- Problem requirements: Repeat the records below exactly.
*** Opening of Information shown ***
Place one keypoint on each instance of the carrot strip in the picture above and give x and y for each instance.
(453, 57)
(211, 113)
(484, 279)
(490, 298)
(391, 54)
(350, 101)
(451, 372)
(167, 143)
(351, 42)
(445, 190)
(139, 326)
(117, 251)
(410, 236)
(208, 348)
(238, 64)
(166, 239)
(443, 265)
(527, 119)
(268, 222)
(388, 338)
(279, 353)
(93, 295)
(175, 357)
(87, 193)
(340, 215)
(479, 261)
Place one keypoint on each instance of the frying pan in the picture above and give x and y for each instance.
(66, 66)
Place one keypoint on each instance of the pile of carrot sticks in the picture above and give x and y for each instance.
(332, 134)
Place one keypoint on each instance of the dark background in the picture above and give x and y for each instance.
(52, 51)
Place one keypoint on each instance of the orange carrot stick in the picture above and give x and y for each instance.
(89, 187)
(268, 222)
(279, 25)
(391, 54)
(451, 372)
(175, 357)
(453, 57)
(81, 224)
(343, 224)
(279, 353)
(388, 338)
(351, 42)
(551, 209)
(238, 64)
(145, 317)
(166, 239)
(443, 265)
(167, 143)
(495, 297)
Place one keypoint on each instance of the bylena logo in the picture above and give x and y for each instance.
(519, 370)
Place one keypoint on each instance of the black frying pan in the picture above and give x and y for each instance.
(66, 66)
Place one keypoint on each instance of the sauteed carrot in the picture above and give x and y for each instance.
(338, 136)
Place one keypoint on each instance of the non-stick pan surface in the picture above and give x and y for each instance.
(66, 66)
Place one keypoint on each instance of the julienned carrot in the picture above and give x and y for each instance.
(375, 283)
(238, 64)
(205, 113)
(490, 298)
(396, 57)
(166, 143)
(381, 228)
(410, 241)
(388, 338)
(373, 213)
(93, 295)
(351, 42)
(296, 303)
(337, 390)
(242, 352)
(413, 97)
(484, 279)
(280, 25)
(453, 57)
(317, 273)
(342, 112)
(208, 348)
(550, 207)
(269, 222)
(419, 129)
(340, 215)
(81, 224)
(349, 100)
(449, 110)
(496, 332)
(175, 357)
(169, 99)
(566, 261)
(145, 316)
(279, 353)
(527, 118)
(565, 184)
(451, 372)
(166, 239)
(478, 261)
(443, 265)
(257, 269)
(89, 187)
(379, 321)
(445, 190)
*** Close of Information shown ***
- Response below:
Place one keypoint on each instance of the carrot strip in the picture above and give x and y for each instance.
(453, 57)
(211, 113)
(484, 279)
(490, 298)
(391, 54)
(350, 101)
(451, 372)
(167, 143)
(351, 42)
(445, 190)
(139, 326)
(117, 251)
(410, 236)
(208, 348)
(238, 64)
(166, 239)
(443, 265)
(527, 119)
(268, 222)
(388, 338)
(279, 353)
(93, 295)
(175, 357)
(87, 193)
(340, 215)
(479, 261)
Place one keypoint on each instance of the frying pan in the picture above and give x and y for each instance.
(66, 66)
Place one keypoint on each instance of the pile of carrot sticks in the picture above and give x and y for each instance.
(332, 134)
Place one keypoint on each instance of the dark background in the picture above and give x and y for each instance.
(52, 51)
Place one keypoint on each instance of the orange carrot stick in the picture above and give x and y for each instance.
(89, 187)
(268, 222)
(279, 25)
(391, 54)
(451, 372)
(175, 357)
(453, 57)
(81, 224)
(343, 224)
(279, 353)
(388, 338)
(351, 42)
(551, 209)
(238, 64)
(145, 317)
(166, 239)
(443, 265)
(167, 143)
(495, 297)
Place one keypoint on each instance of the bylena logo in the picture above and give x and y for each instance.
(519, 370)
Place one keypoint on each instance of the black frying pan in the picture above and give x and y for each instance.
(66, 66)
Place one keypoint on each instance of the sauteed carrot in the picture above and give x and y for each instance.
(338, 136)
Place one keypoint on each instance of the non-stick pan surface in the picture above and give x and y for each instance.
(66, 66)
Place one keypoint on each instance of the julienned carrot in the picture above and give x and y for each instance.
(375, 283)
(238, 64)
(205, 113)
(490, 298)
(396, 57)
(166, 143)
(381, 228)
(410, 241)
(388, 338)
(373, 213)
(93, 295)
(351, 42)
(296, 303)
(337, 390)
(242, 352)
(413, 97)
(484, 279)
(280, 25)
(453, 57)
(317, 273)
(342, 112)
(208, 348)
(550, 207)
(269, 222)
(419, 129)
(340, 215)
(81, 224)
(349, 100)
(449, 110)
(496, 332)
(175, 357)
(169, 99)
(566, 261)
(145, 316)
(279, 353)
(527, 118)
(565, 184)
(451, 372)
(166, 239)
(478, 261)
(443, 265)
(257, 269)
(89, 187)
(379, 321)
(445, 190)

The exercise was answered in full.